• [EXCERPTED TEXT]:
Safe Module/Fallback handler for ERC-4337 Support

⚠️ This module MUST only be used with Safe 1.4.1 or newer ⚠️

For the supported EntryPoint version, please refer to the CHANGELOG. The module was tested and audited with the EntryPoint version mentioned in the changelog in mind; if you use a different version, you do so at your own risk.

Execution Flow

The diagram below outlines the flow triggered when a user operation is submitted to the entrypoint. Additionally, the gas overhead compared to a native implementation is mentioned.

• [INFORMATION GIVEN]:
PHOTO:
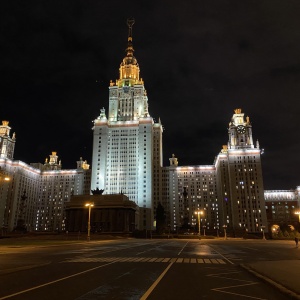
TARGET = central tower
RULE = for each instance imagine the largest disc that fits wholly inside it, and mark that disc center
---
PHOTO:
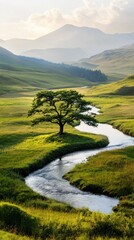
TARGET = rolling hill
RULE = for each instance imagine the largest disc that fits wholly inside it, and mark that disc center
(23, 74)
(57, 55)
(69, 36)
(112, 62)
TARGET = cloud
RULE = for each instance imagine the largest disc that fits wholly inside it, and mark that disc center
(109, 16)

• [GIVEN EXERCISE]:
Quote every sentence in the Safe module excerpt that contains the word "the", in either case. The data above is separate from the Safe module excerpt and unrelated to it.

• [THE COMPLETED TASK]:
1. For the supported EntryPoint version, please refer to the CHANGELOG.
2. The module was tested and audited with the EntryPoint version mentioned in the changelog in mind; if you use a different version, you do so at your own risk.
3. The diagram below outlines the flow triggered when a user operation is submitted to the entrypoint.
4. Additionally, the gas overhead compared to a native implementation is mentioned.